Exercise brief |
What lines below include the string "Target"? Pick them out and copy them.

Provided data |
****

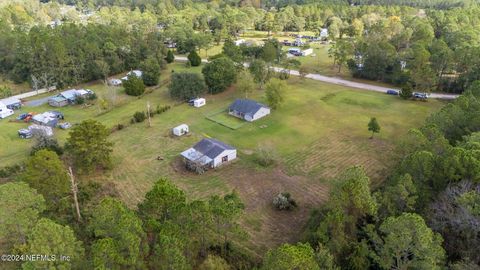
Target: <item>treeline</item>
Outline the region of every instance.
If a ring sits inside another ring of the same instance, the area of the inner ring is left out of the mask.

****

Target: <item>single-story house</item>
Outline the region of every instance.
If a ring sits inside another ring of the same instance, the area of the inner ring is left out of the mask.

****

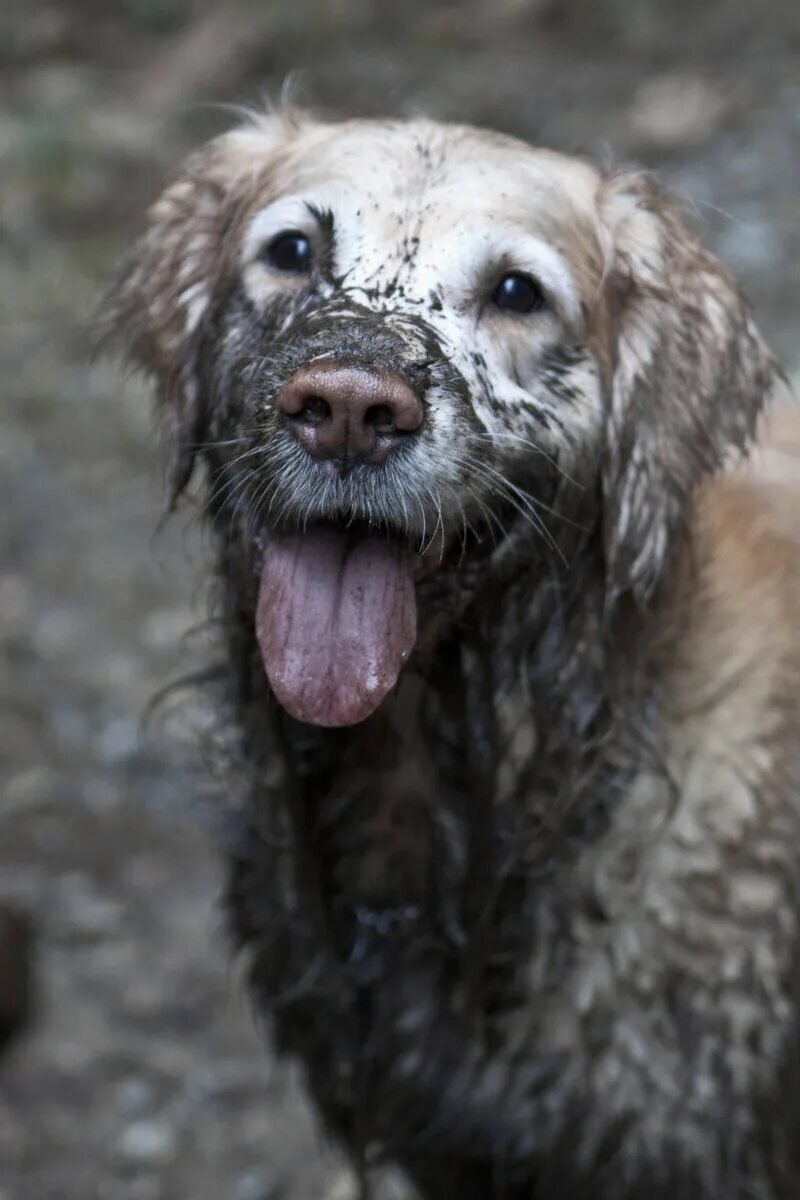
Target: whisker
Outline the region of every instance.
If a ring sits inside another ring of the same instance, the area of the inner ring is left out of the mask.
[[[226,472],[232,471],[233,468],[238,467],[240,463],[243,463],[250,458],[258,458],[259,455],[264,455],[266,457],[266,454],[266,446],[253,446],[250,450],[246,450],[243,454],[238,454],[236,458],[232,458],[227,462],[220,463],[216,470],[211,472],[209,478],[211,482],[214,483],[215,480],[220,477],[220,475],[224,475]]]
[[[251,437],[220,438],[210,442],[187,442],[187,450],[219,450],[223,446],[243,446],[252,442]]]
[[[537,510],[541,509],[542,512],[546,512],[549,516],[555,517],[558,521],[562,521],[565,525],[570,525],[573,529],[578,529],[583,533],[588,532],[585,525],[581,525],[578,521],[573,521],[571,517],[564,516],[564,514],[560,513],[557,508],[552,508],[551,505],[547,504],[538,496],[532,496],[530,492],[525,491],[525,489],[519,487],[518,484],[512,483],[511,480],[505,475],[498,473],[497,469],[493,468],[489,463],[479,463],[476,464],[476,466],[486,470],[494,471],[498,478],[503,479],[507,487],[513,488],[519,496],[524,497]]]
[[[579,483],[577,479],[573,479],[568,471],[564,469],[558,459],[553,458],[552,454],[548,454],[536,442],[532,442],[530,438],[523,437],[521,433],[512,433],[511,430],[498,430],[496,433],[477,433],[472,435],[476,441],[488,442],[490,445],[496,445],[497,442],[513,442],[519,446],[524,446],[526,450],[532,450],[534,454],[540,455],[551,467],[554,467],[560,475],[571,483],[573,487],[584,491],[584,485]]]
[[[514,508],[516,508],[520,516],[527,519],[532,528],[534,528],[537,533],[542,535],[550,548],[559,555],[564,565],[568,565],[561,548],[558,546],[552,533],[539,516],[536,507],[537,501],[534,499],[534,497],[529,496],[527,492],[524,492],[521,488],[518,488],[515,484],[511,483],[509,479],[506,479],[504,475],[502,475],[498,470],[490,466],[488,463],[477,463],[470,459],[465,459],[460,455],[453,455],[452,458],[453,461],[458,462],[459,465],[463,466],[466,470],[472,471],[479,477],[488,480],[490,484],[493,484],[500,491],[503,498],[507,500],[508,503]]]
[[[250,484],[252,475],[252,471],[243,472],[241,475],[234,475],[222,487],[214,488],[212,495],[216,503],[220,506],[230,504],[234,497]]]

****

Answer section |
Target: <item>treeline</item>
Target: <item>single-story house</item>
Target: whisker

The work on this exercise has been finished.